What this exercise asks »
1 > Name every person mentioned by name in the article on Trump's hospitalization.
2 > According to the article on Trump's hospitalization, how large a dose of the Regeneron treatment did Trump receive?

Excerpt to read »
Shortly after Donald Trump's physician announced that the president is "doing very well," an anonymous White House source released a health update that greatly contradicts the doctor's report.
Following Dr. Sean Conley's address on Saturday morning outside of Walter Reed hospital, where Trump is scheduled to remain under observation for several days, a White House official said in a pool report that Trump's vitals are "very concerning."
"The president's vitals over the last 24 hours were very concerning and the next 48 hours will be critical in terms of his care. We’re still not on a clear path to a full recovery," the statement read.
The update from the anonymous source raises questions about Trump's health as Conley shared vastly different information about the president, reporting that he was "doing great."
"As reported yesterday, in consultation with this group I recommended we bring the president up to Walter Reed as a precautionary measure to provide state of the art monitoring and any care he might need," Conley said during the Saturday morning press conference. "At this time the team and I are extremely happy with the progress the president has made."
"The president’s been fever free for over 24 hours. We remain cautiously optimistic, but he’s doing great," he added later, noting that his other symptoms, which included fatigue, "are now resolving and improving."
During the press conference, Conley said they were "72 hours into the diagnosis."
However, Conley later clarified in a press release that he misspoke about Trump's diagnosis timeline.
"I incorrectly used the term 'seventy two hours' instead of 'day three' and 'forty eight hours' instead of 'day two' with regards to [Trump's] diagnosis and the administration of the polyclonal antibody therapy," he said in a statement.
Conley added, "The President was first diagnosed with COVID-19 on the evening of Thursday, October 1st and had received Regeron's [sic] antibody cocktail on Friday, October 2nd."
Another one of his physicians added during the conference that the president was not currently on oxygen or “having difficulty breathing” and was able to walk around. Dr. Sean Dooley also added that the president made a comment that day saying, “I feel like I could walk out of here today,” which the physician described as a “very encouraging” comment.
Trump's doctors also said they plan to continue carrying out a five-day treatment plan of Remdesivir.
The president, 74, publicly revealed his coronavirus diagnosis in a tweet on early Friday morning.
And on Saturday afternoon, Trump praised the "Doctors, Nurses and ALL at the GREAT Walter Reed Medical Center" on Twitter and reported that he is "feeling well!"
Late Friday night, Trump offered another assessment, writing that things were “Going well, I think!”
First Lady Melania Trump is said to be doing well and is "convalescing at home."
Vice President Mike Pence, who previously tested negative on Friday morning, received another negative result on Saturday, a White House official told NBC News.
On Friday, shortly after heading to the hospital, where Trump's staff said he would remain for several days "out of an abundance of caution,” the president released a video statement on social media. "I want to thank everybody for the tremendous support. I’m going to Walter Reed hospital. I think I’m doing very well, but we’re going to make sure that things work out," Trump said in the video.
Later on Friday night, Conley said in a statement he had recommended the president be moved to the hospital for "further monitoring."
"This evening I am happy to report that the president is doing very well," the doctor said.
"He is not requiring any supplementary oxygen, but in consultation with specialists, we have elected to initiate Remdesivir therapy [an antiviral medication]. He has completed his first does and is resting comfortably."
Earlier that day, Trump also received an 8-gram dose of an experiential treatment from pharmaceutical company Regeneron. The treatment — which not yet approved, and still undergoing human trials — uses lab-engineered antibodies to target COVID-19 and to hopefully stop the virus from spreading in the body.
It remains unclear how Trump and his wife got sick, although a number of lawmakers and advisors he has recently come into contact with have since tested positive.

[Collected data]
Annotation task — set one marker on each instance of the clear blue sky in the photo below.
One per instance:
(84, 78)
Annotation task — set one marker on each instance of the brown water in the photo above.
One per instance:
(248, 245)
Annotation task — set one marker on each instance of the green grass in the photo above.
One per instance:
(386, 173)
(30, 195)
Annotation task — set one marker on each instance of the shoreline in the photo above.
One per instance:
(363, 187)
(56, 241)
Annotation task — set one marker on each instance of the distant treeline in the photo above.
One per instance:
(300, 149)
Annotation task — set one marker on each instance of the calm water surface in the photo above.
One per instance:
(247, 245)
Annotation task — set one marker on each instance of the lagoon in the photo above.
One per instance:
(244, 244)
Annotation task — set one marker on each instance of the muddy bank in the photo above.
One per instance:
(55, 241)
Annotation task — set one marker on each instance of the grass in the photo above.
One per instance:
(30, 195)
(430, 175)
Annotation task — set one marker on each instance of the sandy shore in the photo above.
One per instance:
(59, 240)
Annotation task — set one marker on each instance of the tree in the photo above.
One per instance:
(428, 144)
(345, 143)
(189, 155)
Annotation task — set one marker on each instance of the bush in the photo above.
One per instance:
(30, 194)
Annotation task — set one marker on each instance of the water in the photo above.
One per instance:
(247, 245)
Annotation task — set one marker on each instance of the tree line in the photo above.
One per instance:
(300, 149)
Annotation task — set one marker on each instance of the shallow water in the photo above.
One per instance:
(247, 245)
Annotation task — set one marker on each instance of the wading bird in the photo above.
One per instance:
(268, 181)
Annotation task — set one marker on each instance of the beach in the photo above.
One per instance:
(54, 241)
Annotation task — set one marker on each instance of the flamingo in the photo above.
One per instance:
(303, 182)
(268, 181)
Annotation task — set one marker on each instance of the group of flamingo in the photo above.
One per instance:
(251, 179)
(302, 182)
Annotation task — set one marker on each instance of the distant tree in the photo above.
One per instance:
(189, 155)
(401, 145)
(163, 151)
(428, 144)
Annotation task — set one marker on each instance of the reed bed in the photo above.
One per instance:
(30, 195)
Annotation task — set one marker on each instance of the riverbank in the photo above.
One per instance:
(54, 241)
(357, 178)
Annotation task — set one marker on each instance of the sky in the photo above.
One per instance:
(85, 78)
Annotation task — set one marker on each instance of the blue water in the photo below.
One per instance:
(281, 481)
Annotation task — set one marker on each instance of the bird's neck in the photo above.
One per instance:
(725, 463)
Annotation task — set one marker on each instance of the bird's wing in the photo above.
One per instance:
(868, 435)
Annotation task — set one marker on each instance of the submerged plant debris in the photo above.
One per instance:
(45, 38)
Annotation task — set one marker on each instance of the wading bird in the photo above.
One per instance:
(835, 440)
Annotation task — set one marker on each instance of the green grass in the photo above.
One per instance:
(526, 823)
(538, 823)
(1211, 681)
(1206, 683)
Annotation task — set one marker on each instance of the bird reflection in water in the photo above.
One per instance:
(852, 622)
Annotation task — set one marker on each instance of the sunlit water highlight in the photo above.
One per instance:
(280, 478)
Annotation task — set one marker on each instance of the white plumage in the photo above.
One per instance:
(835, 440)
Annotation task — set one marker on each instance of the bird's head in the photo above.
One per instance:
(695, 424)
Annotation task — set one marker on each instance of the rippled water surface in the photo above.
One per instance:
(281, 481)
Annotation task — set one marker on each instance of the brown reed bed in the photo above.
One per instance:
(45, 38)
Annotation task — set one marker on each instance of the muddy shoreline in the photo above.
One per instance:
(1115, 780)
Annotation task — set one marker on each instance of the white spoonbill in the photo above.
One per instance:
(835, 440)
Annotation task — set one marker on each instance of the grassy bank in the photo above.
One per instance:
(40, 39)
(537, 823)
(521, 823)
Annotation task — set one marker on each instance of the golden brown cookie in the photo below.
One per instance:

Per-task answers »
1 > Donald Trump, Sean Conley, Sean Dooley, Melania Trump, Mike Pence

2 > An 8-gram dose.